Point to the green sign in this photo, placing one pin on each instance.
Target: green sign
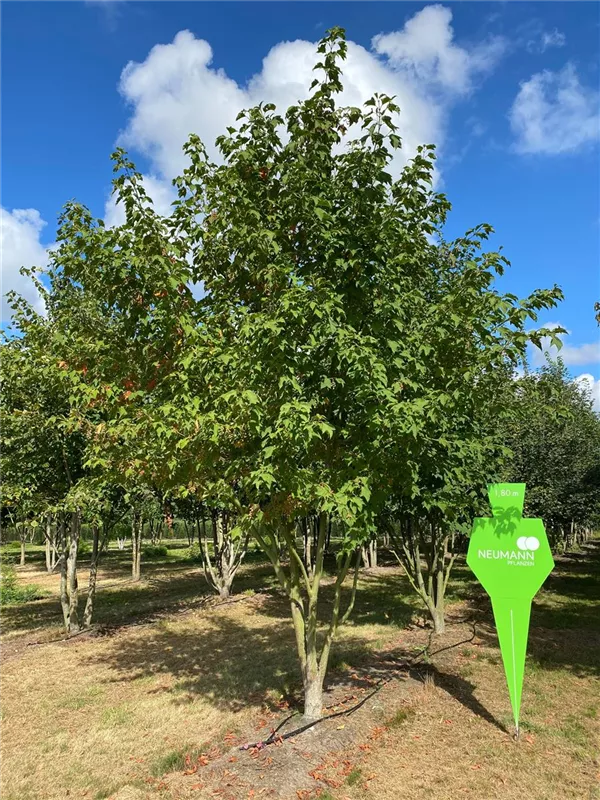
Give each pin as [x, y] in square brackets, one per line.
[511, 558]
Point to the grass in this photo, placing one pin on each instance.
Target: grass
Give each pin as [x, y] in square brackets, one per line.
[121, 713]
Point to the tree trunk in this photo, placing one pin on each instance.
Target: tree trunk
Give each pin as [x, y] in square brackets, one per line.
[88, 612]
[136, 546]
[438, 619]
[69, 595]
[73, 588]
[313, 695]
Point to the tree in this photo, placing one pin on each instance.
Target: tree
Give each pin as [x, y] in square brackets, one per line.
[299, 386]
[555, 440]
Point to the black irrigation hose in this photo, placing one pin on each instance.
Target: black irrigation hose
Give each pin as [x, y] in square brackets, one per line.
[274, 738]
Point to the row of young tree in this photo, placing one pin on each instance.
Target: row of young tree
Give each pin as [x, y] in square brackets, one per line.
[343, 365]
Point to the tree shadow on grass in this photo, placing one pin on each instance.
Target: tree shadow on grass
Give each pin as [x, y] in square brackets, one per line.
[227, 663]
[160, 590]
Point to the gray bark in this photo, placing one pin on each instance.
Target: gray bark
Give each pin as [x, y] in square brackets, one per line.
[136, 545]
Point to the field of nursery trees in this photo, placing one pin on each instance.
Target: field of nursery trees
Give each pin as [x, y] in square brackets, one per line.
[240, 458]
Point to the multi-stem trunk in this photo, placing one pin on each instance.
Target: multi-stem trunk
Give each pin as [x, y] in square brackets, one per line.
[422, 548]
[88, 612]
[69, 592]
[220, 568]
[136, 545]
[302, 589]
[50, 545]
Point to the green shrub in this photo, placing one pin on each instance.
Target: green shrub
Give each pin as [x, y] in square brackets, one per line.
[83, 548]
[154, 551]
[194, 553]
[12, 594]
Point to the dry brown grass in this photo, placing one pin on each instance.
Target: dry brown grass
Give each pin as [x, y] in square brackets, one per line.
[114, 715]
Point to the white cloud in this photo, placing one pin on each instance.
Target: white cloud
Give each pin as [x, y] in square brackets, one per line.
[160, 191]
[426, 47]
[592, 385]
[176, 91]
[20, 245]
[546, 39]
[553, 113]
[109, 6]
[572, 355]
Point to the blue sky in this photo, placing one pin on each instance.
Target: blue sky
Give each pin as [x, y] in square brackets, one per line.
[507, 90]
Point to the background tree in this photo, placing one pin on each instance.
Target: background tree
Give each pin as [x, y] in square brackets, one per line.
[555, 439]
[300, 386]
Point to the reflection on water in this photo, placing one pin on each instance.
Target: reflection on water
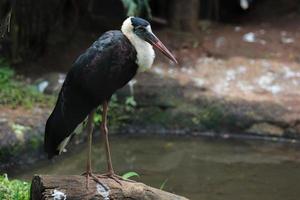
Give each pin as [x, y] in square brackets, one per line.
[196, 168]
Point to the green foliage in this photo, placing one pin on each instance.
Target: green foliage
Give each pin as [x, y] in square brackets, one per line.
[13, 189]
[119, 112]
[162, 186]
[128, 175]
[16, 92]
[137, 7]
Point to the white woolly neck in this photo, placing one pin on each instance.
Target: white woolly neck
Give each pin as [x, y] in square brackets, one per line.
[145, 52]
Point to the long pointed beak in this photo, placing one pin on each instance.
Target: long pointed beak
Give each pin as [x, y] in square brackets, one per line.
[152, 39]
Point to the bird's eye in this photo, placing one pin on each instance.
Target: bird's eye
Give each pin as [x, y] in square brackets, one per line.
[140, 28]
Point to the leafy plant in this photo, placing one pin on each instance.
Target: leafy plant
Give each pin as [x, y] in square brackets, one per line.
[15, 92]
[13, 189]
[162, 186]
[137, 7]
[128, 175]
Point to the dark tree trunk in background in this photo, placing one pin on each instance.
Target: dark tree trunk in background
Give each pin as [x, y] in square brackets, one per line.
[32, 20]
[183, 15]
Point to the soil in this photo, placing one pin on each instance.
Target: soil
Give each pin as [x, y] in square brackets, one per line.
[256, 82]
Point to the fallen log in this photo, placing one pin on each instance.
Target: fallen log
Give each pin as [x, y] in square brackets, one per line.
[74, 187]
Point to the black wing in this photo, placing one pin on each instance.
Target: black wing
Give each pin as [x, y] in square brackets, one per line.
[94, 77]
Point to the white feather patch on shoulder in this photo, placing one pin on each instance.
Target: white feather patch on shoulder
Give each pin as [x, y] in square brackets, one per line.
[145, 52]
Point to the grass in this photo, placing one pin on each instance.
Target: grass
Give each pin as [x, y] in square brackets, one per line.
[16, 92]
[13, 189]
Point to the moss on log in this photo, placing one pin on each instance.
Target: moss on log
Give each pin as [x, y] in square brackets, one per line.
[74, 187]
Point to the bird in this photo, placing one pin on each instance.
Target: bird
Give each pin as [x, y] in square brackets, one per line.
[106, 66]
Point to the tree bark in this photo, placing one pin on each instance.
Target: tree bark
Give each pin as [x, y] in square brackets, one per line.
[183, 15]
[74, 187]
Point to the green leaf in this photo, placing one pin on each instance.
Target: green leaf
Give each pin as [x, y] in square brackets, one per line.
[129, 175]
[162, 186]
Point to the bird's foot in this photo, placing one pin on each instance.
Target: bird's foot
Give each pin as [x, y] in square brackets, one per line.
[89, 175]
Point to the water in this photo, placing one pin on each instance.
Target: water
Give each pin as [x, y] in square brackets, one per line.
[195, 167]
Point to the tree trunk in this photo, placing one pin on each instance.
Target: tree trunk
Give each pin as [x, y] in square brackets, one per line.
[74, 187]
[183, 15]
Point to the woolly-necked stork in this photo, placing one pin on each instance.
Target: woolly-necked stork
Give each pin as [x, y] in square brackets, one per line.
[110, 63]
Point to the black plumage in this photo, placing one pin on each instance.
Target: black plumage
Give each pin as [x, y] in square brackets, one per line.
[96, 74]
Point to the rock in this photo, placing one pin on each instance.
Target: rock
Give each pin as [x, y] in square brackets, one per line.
[266, 129]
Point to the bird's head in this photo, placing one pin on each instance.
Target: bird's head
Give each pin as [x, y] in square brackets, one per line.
[135, 26]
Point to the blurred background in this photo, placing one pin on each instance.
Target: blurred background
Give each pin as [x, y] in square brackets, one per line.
[223, 124]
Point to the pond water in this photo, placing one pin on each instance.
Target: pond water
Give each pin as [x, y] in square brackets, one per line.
[208, 169]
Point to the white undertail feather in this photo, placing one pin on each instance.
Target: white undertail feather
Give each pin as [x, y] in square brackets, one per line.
[145, 52]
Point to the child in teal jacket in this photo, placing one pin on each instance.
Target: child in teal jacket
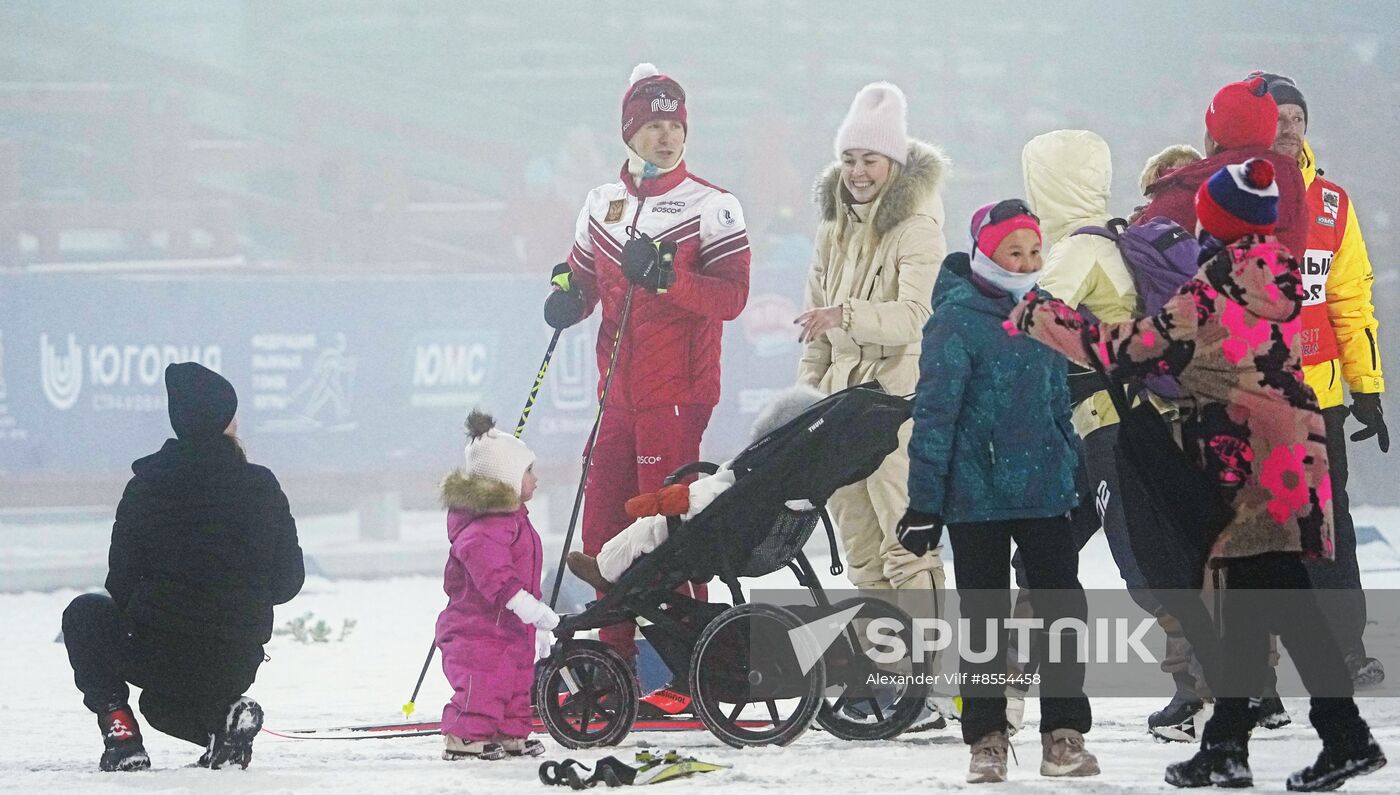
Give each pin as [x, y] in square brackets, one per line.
[993, 456]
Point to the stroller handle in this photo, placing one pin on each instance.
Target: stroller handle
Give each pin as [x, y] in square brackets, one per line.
[700, 466]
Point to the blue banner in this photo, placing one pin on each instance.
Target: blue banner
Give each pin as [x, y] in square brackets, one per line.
[333, 374]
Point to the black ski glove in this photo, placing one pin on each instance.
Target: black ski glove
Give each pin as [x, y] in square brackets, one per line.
[650, 263]
[1365, 407]
[564, 305]
[919, 532]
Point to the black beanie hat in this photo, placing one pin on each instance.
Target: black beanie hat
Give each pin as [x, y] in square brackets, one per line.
[1284, 91]
[202, 402]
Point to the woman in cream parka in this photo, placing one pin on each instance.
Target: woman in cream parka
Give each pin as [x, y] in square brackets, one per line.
[878, 249]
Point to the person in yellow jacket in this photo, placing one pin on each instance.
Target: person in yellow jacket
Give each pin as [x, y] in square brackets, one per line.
[1339, 347]
[878, 249]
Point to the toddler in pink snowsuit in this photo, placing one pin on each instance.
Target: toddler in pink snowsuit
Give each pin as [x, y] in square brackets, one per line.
[493, 620]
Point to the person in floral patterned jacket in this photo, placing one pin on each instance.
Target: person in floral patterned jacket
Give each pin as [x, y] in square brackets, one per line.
[1232, 338]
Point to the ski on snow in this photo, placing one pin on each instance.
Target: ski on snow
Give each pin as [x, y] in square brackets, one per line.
[426, 728]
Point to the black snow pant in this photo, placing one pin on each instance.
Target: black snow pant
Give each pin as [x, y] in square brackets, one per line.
[982, 552]
[1101, 505]
[1339, 581]
[1271, 594]
[186, 683]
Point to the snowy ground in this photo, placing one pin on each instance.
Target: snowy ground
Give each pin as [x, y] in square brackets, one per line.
[49, 742]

▶ **Request**:
Reproduce every line in the stretch from the line containing "Point to the snowy" through the end of the data, and adjust each pin coordinate by adding -101 to it.

▶ **Answer below**:
Point to the snowy ground in this photo, placing one pin on each instance.
Target: snowy ground
Give each pin as [x, y] in square brackets, one per line.
[-52, 641]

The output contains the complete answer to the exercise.